(WRITTEN INSTRUCTION): Lay out everything from the line containing "Return an outline for every instance of the distant" down to the end of the listing below as a JSON list of strings, one string per line, with blank lines left out.
╔══
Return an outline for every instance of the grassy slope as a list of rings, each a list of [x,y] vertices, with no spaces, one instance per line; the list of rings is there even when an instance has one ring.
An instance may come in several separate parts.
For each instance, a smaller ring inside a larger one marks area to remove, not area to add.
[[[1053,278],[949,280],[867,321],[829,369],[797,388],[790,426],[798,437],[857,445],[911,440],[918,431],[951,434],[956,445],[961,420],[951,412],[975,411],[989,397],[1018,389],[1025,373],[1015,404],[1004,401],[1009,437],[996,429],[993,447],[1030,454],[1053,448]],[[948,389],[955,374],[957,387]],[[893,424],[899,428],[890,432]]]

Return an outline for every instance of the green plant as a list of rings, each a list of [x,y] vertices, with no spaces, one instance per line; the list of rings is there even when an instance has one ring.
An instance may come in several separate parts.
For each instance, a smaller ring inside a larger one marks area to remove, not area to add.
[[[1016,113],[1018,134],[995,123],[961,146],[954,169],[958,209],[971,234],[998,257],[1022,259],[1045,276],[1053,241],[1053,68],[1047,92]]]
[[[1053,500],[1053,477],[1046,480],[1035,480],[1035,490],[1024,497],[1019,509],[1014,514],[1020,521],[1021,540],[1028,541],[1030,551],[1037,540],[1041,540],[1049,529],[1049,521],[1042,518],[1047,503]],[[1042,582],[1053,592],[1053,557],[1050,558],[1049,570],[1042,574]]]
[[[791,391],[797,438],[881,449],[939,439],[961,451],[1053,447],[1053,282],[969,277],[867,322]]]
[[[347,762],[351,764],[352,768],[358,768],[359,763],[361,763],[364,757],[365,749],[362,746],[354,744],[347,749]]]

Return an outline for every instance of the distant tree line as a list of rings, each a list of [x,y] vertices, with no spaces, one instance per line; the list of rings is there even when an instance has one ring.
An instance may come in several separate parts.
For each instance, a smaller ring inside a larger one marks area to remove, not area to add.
╚══
(WRITTEN ANSWER):
[
  "Return an outline for every instance of the distant tree line as a list of rings, each a list of [x,y] vertices, with no spaces, one instance per line; the list of rings is there even when an instance has one ring.",
  "An instance may come in several separate parts.",
  "For each instance, a smaller ring inside a larger one marks area to remove, not area to add."
]